## EXERCISE INSTRUCTIONS
Please copy out all the entries below, substituting "Mark" for every occurrence of "Place a point on" and leaving everything else as it is.

## EXCERPTED RECORDS
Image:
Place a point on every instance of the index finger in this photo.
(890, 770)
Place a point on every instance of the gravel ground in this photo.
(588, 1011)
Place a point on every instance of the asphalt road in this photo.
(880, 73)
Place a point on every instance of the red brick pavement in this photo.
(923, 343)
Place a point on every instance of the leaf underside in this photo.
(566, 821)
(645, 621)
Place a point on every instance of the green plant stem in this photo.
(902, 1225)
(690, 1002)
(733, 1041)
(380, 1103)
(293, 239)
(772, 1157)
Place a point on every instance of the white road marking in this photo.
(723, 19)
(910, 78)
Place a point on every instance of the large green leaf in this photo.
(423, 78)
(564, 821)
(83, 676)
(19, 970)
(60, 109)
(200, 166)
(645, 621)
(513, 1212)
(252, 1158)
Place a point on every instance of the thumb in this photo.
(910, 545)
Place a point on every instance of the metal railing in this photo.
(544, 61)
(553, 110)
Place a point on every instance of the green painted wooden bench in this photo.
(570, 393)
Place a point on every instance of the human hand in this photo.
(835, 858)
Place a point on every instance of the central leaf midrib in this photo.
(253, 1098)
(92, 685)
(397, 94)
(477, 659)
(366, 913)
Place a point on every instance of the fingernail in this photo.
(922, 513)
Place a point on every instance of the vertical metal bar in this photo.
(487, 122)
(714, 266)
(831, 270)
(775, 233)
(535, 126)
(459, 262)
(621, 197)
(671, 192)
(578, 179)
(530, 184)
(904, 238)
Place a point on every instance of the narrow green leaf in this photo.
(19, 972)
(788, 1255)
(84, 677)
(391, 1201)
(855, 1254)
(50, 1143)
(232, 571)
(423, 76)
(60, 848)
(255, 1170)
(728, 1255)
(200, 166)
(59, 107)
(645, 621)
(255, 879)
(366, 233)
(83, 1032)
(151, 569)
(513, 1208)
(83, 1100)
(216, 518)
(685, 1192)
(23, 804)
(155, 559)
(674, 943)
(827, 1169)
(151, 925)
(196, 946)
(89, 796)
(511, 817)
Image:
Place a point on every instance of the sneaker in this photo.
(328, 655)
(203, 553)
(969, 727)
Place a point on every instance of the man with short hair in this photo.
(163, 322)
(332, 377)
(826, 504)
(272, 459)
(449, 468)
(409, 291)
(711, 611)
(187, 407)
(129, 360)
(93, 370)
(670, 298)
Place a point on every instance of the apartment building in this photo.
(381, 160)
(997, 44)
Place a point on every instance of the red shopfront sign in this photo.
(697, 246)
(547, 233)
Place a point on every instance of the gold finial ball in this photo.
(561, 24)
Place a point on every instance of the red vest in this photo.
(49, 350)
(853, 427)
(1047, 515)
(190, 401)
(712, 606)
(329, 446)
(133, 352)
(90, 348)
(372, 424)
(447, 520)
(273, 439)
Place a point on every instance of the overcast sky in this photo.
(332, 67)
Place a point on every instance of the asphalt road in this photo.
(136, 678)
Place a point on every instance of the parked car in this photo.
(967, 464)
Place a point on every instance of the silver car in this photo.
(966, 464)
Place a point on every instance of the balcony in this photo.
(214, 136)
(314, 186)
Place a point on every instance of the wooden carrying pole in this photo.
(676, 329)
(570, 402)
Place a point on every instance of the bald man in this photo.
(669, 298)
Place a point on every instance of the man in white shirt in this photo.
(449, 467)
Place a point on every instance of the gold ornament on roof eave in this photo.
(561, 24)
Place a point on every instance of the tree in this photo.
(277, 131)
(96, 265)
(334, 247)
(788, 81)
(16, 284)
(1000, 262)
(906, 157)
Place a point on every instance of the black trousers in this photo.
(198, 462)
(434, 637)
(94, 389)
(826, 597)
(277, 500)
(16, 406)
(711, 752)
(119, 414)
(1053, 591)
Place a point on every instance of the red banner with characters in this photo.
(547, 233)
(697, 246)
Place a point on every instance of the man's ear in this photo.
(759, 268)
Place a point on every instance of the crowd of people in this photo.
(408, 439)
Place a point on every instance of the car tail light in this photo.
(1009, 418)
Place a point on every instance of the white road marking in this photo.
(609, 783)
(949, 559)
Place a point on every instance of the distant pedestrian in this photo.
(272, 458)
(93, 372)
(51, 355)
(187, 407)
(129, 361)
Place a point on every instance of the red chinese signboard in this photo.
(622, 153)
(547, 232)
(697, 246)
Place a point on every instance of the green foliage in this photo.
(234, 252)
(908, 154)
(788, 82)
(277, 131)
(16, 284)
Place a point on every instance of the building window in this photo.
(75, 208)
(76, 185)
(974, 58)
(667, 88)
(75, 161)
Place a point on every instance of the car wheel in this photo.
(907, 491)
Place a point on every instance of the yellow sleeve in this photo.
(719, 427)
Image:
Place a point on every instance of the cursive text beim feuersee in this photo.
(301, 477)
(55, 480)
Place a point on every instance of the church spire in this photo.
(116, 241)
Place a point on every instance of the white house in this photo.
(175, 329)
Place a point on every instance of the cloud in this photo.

## REPLY TO THE EXERCISE
Image:
Mark every instance of the index finger in this photo.
(890, 770)
Mark every instance of the gravel ground in this photo.
(588, 1011)
Mark every instance of the asphalt road in this photo.
(880, 73)
Mark every instance of the red brick pavement in this photo.
(923, 343)
Mark every instance of the leaf underside in this photo.
(566, 821)
(645, 621)
Mark every instance of the green plant stem in this photo.
(902, 1225)
(690, 1002)
(733, 1041)
(380, 1103)
(293, 239)
(772, 1157)
Mark every instance of the white road marking in this photo.
(723, 19)
(910, 78)
Mark every instance of the large green leaf in this photo.
(423, 78)
(564, 821)
(83, 676)
(19, 970)
(60, 109)
(200, 166)
(645, 621)
(513, 1212)
(252, 1158)
Mark every instance of the thumb in this photo.
(910, 545)
Mark every instance of the metal railing in this photo.
(544, 61)
(553, 110)
Mark every instance of the green painted wooden bench in this photo.
(570, 393)
Mark every instance of the human hand in this photo.
(835, 858)
Mark every instance of the central leaf midrib in this photo.
(253, 1098)
(92, 685)
(397, 94)
(477, 659)
(366, 913)
Mark every instance of the fingernail in this photo.
(922, 513)
Mark every instance of the vertical metal bar in this photo.
(487, 122)
(714, 266)
(831, 270)
(775, 233)
(535, 126)
(459, 262)
(621, 197)
(671, 192)
(578, 179)
(530, 184)
(904, 238)
Mark every instance of the narrow green leaf in this photo.
(19, 972)
(788, 1255)
(84, 677)
(391, 1201)
(855, 1254)
(50, 1143)
(232, 571)
(423, 76)
(60, 848)
(255, 1170)
(728, 1255)
(200, 166)
(59, 107)
(645, 621)
(255, 879)
(366, 233)
(83, 1032)
(151, 569)
(513, 1208)
(83, 1100)
(216, 518)
(685, 1192)
(23, 804)
(155, 559)
(674, 943)
(827, 1169)
(151, 925)
(196, 946)
(89, 796)
(511, 817)
Image:
Mark every instance of the sneaker in this photo.
(328, 655)
(203, 553)
(969, 727)
Mark every instance of the man with short hair in this photo.
(163, 322)
(332, 377)
(826, 504)
(272, 459)
(449, 468)
(409, 291)
(711, 611)
(187, 407)
(129, 360)
(93, 370)
(670, 298)
Mark every instance of the apartment building in this photo.
(381, 160)
(997, 44)
Mark every instance of the red shopfront sign in this photo.
(697, 246)
(547, 233)
Mark every instance of the gold finial ball in this photo.
(561, 24)
Mark every instance of the red vest in this photo.
(49, 350)
(853, 427)
(1047, 515)
(190, 401)
(712, 606)
(329, 446)
(133, 352)
(90, 348)
(372, 424)
(447, 520)
(273, 439)
Mark every instance of the overcast sky in this photo.
(332, 67)
Mark every instance of the asphalt road in this photo.
(136, 678)
Mark every instance of the parked car in this photo.
(967, 464)
Mark every instance of the silver car in this photo.
(966, 464)
Mark every instance of the balcony in this photo.
(214, 136)
(314, 186)
Mark every instance of the wooden carrying pole in this photo.
(676, 329)
(570, 402)
Mark every instance of the bald man in this photo.
(669, 298)
Mark every instance of the man in white shirt in this photo.
(449, 467)
Mark every instance of the gold ornament on roof eave in this photo.
(561, 24)
Mark every instance of the tree in this photo.
(277, 131)
(96, 265)
(334, 247)
(788, 81)
(16, 284)
(1000, 262)
(906, 157)
Mark every instance of the black trousers in this photo.
(198, 462)
(434, 637)
(94, 389)
(826, 597)
(277, 500)
(16, 406)
(711, 752)
(119, 414)
(1053, 591)
Mark every instance of the red banner with characters in this photo.
(547, 233)
(697, 246)
Mark every instance of the man's ear in this photo.
(759, 268)
Mark every instance of the crowd of people in this photo.
(408, 439)
Mark every instance of the car tail light in this photo.
(1009, 418)
Mark every instance of the white road marking in this photo.
(609, 783)
(949, 559)
Mark every instance of the distant pedestrian in this photo.
(272, 458)
(93, 372)
(51, 355)
(187, 407)
(129, 361)
Mark every instance of the red chinese signboard in this photo.
(622, 153)
(547, 232)
(697, 246)
Mark every instance of the green foliage in this photo.
(234, 252)
(908, 154)
(788, 82)
(277, 131)
(16, 284)
Mark every instance of the building window in this photo.
(75, 208)
(76, 185)
(974, 58)
(667, 88)
(75, 161)
Mark every instance of the car wheel in this photo.
(907, 491)
Mark every instance of the yellow sleeve in this photo.
(719, 427)
Image:
Mark every instance of the cursive text beim feuersee in this photo.
(301, 477)
(55, 480)
Mark every instance of the church spire in this photo.
(116, 241)
Mark every instance of the white house in this photo.
(175, 329)
Mark every instance of the cloud in this photo.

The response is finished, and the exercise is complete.